Material supplied =>
+===+
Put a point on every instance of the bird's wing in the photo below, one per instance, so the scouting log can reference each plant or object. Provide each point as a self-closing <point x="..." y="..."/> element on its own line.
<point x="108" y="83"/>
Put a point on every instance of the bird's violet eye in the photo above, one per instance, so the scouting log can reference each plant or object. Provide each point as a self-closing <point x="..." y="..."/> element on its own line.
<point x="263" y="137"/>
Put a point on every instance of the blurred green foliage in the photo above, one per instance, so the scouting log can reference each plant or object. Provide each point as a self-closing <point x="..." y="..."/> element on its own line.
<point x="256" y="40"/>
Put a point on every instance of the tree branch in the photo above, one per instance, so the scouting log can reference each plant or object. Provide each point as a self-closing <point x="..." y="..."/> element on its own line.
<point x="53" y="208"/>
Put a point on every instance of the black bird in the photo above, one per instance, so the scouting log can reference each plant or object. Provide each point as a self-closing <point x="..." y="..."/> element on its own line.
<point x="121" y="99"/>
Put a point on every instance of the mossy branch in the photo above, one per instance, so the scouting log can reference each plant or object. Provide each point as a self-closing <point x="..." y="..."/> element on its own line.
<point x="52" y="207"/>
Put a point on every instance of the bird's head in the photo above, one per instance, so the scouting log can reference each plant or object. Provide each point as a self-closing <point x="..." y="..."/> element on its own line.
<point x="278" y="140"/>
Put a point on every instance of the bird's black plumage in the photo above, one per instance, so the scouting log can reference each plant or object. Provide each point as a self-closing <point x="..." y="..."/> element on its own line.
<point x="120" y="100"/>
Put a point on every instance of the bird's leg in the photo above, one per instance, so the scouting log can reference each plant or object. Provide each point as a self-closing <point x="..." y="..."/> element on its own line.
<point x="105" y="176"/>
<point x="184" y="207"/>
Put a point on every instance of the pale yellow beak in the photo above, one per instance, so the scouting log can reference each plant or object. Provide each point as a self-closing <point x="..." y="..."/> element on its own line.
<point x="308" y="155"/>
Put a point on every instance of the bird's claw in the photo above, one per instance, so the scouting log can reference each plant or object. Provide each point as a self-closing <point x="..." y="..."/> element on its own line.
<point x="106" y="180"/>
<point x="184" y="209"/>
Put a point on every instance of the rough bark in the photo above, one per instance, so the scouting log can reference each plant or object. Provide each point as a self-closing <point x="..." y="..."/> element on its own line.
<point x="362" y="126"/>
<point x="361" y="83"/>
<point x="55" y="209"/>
+===+
Problem requirements => Recopy the entries above in their entirety, exactly.

Solution to this exercise =>
Put a point on every instance of the bird's wing in the photo below, one per instance, so the scouting log can reference each plant or object. Provide each point as a self-closing <point x="..." y="..."/> element on its own line.
<point x="108" y="83"/>
Put a point on every instance of the bird's violet eye in the photo above, one per instance, so the scouting log can reference each plant or object. Provide each point as a self-closing <point x="..." y="..."/> element on its own line.
<point x="263" y="137"/>
Put a point on every instance of the blurred green foliage in the photo above, one per instance, so the scouting log can reference each plant or object. Provide each point as a self-closing <point x="..." y="..."/> element on its own line.
<point x="256" y="40"/>
Put a point on every instance of the tree branch in the photo above, one per instance, so the scouting log can reference each plant or object. Provide each point as a self-closing <point x="..." y="..."/> element on its own line.
<point x="53" y="208"/>
Put a point on every instance of the black bird in the photo above, one per instance, so the scouting log can reference each plant or object. Provide each point as a self-closing <point x="..." y="..."/> element on its own line.
<point x="121" y="99"/>
Put a point on every instance of the mossy branch in the photo above, one per instance, so the scouting log can reference each plant or object. Provide each point as a self-closing <point x="..." y="..."/> element on its own line.
<point x="52" y="207"/>
Put a point on every instance of the bird's head in the photo above, one per instance, so the scouting log can reference each plant or object. Provide each point as a self-closing <point x="..." y="..."/> element on its own line.
<point x="278" y="140"/>
Put a point on every instance of the bird's black plumage in the photo above, one per instance, so the scouting log can reference each plant or object. Provide each point as a self-closing <point x="..." y="..."/> element on its own line.
<point x="120" y="100"/>
Put a point on every instance of the bird's leg in the photo above, one per instance, so the scouting log can reference each plant or object. Provide each point as a self-closing <point x="..." y="..."/> element on its own line.
<point x="105" y="176"/>
<point x="184" y="207"/>
Put a point on every instance of the pale yellow beak in the photo above, one per instance, so the scouting log can reference each plant or object. Provide each point as a self-closing <point x="..." y="..."/> element on its own line.
<point x="308" y="155"/>
Put a point on every instance of the bird's claw in the photo above, one per instance, so the scouting log can reference each plant or object. Provide each point as a self-closing <point x="..." y="..."/> element on its own line.
<point x="106" y="180"/>
<point x="184" y="209"/>
Put a point on every instance of the rough bark in the photo above, one per instance, so the scouting log can reference each plant or object. Provide each point as a self-closing <point x="..." y="..."/> element on its own line.
<point x="362" y="126"/>
<point x="361" y="83"/>
<point x="55" y="209"/>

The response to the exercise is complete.